### PÁGINA:
“Você não pode me passar o contato de suprimentos deles? Quero fazer um contato direto.”
Na fase de screening de programas de conexões, entrando em contato com empreendedores para fazer o melhor match entre o problema do nosso cliente (uma grande corporação) e as soluções disponíveis no mercado, quantas vezes não ouvimos essa pergunta aí do alto?
Nossa resposta aos empreendedores e empreendedoras de startups é: “Sim, podemos. Mas talvez o ‘contato direto’ não seja o caminho mais fácil para entrar lá”.
Há diferenças enormes entre o processo tradicional de contratação de fornecedores dentro de uma corporação e as oportunidades geradas dentro de um bom programa de conexão, que ajuda a destravar entraves burocráticos.
A seguir, listamos algumas das principais diferenças entre esses dois modelos.
ORÇAMENTO É SEMPRE UMA QUESTÃO, INCLUSIVE NAS GRANDES EMPRESAS
A seleção de projetos gera uma grande disputa de budget em qualquer empresa.
Em relação ao portfólio de inovação, esse aspecto não é diferente. A empresa estrutura seus horizontes de atuação e decide quanto será alocado em cada projeto para conseguir alcançar os objetivos de sua estratégia.
Mas por que esse ponto é relevante para o relacionamento da sua startup com uma corporação?
Você, startup, precisa entender que sua solução pode, sim, ser significante, e entregar valor para a grande empresa à qual está sendo ofertada. Porém, se a dor que a sua solução resolve não tiver sido mapeada e classificada como relevante dentro da companhia, dificilmente haverá orçamento disponível para o projeto
Num programa de conexão com startups, ao contrário, quando um desafio é selecionado, toda uma estrutura de apoio à execução desse projeto é levantada para dar rapidez e agilidade na entrega de resultado, o que pode resultar na contratação da sua startup.

### DADOS FORNECIDOS:
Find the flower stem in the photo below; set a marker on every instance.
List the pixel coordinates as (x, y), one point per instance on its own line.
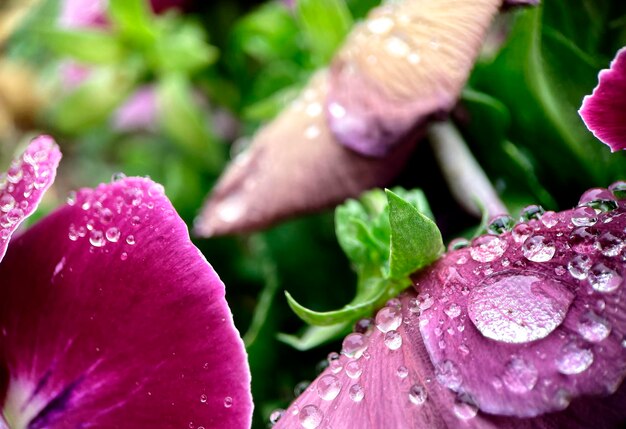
(467, 180)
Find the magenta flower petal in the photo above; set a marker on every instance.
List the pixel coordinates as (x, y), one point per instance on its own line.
(604, 111)
(110, 317)
(405, 63)
(23, 186)
(384, 379)
(525, 322)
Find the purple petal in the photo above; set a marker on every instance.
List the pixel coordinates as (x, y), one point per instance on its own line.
(384, 379)
(293, 166)
(110, 317)
(604, 111)
(407, 62)
(139, 111)
(23, 185)
(527, 321)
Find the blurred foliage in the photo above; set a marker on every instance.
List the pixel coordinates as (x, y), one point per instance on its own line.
(220, 69)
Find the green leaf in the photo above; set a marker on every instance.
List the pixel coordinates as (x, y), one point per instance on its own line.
(89, 46)
(415, 239)
(314, 336)
(133, 20)
(186, 123)
(324, 24)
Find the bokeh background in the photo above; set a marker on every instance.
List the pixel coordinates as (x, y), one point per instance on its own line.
(175, 89)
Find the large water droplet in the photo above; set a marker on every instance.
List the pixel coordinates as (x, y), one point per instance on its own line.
(328, 387)
(519, 375)
(310, 417)
(417, 394)
(593, 328)
(573, 359)
(538, 249)
(603, 278)
(487, 248)
(388, 318)
(518, 308)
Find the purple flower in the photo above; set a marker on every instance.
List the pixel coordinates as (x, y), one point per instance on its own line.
(109, 316)
(604, 111)
(519, 330)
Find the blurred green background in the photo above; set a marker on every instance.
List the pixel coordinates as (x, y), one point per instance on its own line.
(176, 92)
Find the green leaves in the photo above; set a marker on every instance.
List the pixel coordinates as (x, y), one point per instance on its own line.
(387, 236)
(324, 23)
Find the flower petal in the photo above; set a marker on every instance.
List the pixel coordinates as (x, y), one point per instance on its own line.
(110, 317)
(405, 63)
(294, 166)
(23, 186)
(384, 379)
(604, 111)
(527, 321)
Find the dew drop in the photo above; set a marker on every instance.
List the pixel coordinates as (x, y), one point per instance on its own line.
(518, 308)
(393, 340)
(538, 249)
(487, 248)
(310, 417)
(388, 319)
(593, 328)
(573, 360)
(603, 279)
(417, 394)
(519, 375)
(356, 392)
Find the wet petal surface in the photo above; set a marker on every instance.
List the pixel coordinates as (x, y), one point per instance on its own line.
(604, 111)
(540, 323)
(293, 166)
(110, 317)
(405, 63)
(22, 187)
(385, 379)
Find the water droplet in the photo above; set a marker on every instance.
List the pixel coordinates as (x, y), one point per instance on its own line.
(276, 415)
(531, 212)
(603, 278)
(354, 345)
(573, 360)
(113, 234)
(501, 224)
(583, 240)
(464, 408)
(518, 308)
(610, 244)
(487, 248)
(453, 310)
(328, 387)
(593, 328)
(584, 216)
(96, 238)
(388, 319)
(402, 372)
(448, 375)
(393, 340)
(228, 402)
(538, 249)
(310, 417)
(520, 376)
(417, 394)
(356, 392)
(618, 189)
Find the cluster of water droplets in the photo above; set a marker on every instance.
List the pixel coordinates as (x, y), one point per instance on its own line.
(113, 214)
(22, 185)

### SOLICITAÇÕES:
1. Reproduza, no texto sobre programas de conexão com startups, o trecho de "Na fase de screening" a "aí do alto?".
2. Segundo o texto sobre programas de conexão com startups, o que gera uma grande disputa de budget em qualquer empresa?
Os dados não têm nenhum papel nesta parte.

### AS RESPOSTAS:
1.
Na fase de screening de programas de conexões, entrando em contato com empreendedores para fazer o melhor match entre o problema do nosso cliente (uma grande corporação) e as soluções disponíveis no mercado, quantas vezes não ouvimos essa pergunta aí do alto?

2. A seleção de projetos.